(Records excerpted from a collection)
+++++
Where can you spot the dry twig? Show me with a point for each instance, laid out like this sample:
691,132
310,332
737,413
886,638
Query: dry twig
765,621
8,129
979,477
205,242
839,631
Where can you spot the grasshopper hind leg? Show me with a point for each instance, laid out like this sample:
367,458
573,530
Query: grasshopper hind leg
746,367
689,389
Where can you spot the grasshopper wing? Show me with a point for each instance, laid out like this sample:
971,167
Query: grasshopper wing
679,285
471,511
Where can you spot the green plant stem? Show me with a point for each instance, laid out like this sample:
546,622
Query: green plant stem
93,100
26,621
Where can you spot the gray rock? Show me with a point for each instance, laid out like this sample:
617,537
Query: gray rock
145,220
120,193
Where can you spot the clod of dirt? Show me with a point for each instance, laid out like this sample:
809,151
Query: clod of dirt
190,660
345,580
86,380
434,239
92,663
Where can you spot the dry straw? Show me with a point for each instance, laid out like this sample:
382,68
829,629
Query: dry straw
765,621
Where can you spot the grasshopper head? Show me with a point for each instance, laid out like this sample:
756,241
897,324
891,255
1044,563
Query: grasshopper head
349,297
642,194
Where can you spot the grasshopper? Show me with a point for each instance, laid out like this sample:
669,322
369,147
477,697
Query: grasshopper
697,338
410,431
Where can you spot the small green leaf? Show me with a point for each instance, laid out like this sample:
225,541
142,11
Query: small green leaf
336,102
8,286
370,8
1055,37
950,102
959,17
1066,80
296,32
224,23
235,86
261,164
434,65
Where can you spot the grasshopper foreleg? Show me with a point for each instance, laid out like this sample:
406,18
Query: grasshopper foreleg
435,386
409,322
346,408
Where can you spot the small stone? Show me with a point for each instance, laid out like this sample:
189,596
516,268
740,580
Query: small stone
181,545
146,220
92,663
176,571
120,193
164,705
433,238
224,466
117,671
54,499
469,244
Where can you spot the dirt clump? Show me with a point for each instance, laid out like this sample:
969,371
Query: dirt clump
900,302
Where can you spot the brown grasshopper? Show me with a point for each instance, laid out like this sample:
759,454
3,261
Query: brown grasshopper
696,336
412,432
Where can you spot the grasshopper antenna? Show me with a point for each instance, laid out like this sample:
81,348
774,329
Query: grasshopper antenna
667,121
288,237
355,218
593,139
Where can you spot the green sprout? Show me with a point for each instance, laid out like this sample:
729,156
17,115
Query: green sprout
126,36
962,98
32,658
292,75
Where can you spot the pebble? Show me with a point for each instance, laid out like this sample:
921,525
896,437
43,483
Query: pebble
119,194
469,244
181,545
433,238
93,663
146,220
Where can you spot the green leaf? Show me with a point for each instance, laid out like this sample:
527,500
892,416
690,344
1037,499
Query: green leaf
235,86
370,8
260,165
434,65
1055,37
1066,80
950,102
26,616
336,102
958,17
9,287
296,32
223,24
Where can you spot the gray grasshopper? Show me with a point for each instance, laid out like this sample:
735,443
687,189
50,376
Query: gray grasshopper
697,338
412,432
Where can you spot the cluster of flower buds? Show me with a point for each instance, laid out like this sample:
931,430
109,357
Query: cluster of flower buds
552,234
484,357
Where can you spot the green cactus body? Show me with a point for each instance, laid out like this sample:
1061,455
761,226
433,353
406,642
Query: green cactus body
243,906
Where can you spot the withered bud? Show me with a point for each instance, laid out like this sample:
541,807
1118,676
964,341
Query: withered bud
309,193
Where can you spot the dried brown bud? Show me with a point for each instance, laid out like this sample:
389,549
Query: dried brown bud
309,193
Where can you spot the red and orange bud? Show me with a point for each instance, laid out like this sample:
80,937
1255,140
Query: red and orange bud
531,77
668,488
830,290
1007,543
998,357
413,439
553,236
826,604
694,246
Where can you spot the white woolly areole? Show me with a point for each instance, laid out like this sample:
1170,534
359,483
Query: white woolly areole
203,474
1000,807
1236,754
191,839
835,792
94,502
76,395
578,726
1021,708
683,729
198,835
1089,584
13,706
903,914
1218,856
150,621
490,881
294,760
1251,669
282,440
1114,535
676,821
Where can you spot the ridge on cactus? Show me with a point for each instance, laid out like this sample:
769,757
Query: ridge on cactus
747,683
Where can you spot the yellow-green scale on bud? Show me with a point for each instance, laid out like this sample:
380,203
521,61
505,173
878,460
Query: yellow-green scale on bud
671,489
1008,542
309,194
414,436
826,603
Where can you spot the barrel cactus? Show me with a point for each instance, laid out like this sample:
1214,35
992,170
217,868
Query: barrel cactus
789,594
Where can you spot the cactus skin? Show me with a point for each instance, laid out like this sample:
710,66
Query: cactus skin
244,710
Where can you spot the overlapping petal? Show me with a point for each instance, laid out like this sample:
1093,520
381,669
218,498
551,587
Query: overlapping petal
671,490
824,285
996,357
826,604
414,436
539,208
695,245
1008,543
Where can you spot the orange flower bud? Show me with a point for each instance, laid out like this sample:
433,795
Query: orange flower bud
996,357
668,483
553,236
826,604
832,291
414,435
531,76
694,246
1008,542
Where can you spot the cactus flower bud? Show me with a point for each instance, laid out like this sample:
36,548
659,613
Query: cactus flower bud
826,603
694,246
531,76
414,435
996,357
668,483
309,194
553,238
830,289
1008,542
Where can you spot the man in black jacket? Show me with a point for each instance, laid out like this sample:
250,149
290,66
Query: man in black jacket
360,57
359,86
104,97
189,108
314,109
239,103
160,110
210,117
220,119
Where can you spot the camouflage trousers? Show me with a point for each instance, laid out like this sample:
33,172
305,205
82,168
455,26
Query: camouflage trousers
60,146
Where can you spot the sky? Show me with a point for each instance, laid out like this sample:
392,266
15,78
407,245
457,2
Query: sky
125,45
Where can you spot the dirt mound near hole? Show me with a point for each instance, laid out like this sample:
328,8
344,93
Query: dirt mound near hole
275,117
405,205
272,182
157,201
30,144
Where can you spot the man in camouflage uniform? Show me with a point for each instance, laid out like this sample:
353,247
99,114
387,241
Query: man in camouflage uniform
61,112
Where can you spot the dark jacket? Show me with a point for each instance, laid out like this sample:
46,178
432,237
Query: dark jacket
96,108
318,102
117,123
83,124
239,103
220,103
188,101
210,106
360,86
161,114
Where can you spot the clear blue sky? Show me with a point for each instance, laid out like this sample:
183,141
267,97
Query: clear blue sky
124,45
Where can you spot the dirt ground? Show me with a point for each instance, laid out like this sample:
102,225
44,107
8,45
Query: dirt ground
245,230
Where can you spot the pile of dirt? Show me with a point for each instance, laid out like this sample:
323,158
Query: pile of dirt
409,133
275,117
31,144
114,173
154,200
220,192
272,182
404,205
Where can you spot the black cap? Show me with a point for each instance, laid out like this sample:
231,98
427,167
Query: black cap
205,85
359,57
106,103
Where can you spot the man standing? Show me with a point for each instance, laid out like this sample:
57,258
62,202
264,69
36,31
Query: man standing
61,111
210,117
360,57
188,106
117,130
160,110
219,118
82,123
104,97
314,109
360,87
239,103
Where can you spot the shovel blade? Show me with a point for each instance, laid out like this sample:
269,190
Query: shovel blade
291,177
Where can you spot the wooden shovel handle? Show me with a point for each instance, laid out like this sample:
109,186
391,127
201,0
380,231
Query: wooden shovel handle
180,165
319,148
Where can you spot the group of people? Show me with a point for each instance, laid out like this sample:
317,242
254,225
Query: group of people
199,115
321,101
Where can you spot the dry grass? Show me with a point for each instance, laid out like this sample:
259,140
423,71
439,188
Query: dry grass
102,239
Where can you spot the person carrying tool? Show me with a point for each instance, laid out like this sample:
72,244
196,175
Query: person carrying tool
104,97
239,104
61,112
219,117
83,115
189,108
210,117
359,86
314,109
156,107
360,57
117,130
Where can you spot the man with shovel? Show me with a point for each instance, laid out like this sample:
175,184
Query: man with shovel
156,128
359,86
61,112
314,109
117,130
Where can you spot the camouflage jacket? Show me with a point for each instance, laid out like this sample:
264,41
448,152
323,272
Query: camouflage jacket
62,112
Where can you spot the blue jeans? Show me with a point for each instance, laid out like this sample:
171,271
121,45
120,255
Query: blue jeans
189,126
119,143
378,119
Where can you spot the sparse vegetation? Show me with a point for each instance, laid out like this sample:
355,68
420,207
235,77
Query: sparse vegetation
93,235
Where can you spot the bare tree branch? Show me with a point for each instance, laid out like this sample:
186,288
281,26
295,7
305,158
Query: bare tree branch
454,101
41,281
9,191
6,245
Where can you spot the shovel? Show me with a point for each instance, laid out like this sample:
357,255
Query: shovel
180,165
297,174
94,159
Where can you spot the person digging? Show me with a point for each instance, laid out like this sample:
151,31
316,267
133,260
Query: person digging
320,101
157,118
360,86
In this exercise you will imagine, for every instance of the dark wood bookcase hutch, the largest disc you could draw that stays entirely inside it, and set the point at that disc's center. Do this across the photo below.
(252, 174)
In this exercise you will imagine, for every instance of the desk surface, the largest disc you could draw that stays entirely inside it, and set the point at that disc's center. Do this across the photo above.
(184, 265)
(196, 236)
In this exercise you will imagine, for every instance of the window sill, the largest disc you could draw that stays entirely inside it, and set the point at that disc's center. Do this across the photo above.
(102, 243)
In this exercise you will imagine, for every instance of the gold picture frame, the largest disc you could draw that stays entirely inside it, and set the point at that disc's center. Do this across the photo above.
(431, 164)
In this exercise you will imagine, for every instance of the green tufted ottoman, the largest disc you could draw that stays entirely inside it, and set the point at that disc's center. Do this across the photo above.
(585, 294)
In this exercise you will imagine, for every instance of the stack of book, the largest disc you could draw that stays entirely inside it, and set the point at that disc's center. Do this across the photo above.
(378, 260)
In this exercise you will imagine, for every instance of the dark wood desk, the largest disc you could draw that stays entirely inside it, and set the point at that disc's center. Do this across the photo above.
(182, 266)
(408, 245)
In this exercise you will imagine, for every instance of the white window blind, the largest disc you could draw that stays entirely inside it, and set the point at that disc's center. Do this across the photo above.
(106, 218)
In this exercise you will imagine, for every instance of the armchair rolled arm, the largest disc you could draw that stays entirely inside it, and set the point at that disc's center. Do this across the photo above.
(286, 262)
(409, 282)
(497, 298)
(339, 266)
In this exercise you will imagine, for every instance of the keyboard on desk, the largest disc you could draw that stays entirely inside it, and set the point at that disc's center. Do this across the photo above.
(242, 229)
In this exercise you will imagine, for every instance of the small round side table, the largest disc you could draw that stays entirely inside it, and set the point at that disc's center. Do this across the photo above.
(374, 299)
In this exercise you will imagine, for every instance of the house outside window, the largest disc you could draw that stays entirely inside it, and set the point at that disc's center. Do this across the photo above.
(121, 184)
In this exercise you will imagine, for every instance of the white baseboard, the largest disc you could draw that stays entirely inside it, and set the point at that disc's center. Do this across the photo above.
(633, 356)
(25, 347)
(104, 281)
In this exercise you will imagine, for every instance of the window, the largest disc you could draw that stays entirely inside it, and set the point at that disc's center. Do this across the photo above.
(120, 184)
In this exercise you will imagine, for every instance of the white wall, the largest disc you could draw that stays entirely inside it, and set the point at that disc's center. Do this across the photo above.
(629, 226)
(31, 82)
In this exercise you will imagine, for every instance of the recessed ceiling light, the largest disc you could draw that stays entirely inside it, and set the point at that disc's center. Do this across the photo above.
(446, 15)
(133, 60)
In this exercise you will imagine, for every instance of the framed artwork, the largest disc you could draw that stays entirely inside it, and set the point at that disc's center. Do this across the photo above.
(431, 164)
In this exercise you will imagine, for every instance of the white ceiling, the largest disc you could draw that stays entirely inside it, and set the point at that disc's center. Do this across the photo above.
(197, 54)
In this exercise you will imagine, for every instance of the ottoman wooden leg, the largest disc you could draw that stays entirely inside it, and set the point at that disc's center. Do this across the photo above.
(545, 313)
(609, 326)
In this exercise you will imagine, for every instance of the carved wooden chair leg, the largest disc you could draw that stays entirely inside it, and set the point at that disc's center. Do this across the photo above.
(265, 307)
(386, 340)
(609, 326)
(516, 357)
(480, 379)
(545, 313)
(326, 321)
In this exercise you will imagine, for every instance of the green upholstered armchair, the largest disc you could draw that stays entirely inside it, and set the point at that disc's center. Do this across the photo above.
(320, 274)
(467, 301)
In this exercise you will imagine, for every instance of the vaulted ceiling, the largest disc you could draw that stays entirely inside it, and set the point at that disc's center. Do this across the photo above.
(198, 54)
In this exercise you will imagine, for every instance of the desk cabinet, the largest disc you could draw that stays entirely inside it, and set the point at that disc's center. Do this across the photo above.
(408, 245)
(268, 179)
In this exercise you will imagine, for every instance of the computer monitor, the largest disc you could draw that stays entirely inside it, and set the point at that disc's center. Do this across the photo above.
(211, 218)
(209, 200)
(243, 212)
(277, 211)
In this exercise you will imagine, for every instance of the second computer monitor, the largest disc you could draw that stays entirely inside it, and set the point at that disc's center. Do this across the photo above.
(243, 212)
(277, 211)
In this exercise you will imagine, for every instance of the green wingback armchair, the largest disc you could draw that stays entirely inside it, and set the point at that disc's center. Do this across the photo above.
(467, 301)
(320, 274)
+++++
* _Aim_: Output the line containing "of the vaulted" and all lines after it to the end of the records, exactly as given.

* _Final result_:
In this exercise you will imagine, for every instance of the vaulted ceiling, the largest disc you could draw that stays entirely inside it, and set the point at that disc's center. Do this across the photo above.
(198, 54)
In this exercise you will imagine, for every instance of the desk cabinet, the largest disc you could draw that stays entirely inside it, and set the point at that disc's center. Do this across the photo above.
(408, 245)
(268, 179)
In this exercise you will imagine, for every instance of the computer monitor, the largest disc you could draw that stays entirely inside it, and set the point at that disc's center. Do this across the photo above.
(211, 218)
(209, 200)
(243, 212)
(277, 211)
In this exercise you will imagine, for every instance of the second computer monitor, the largest disc you could draw that stays entirely inside it, and set the point at that disc's center. Do this across the photo above.
(243, 212)
(277, 211)
In this exercise you will imagine, for every instance of the green wingback armchair, the largest disc you could draw that stays entirely inside it, and set the point at that disc's center. Do this across the photo above.
(467, 301)
(320, 274)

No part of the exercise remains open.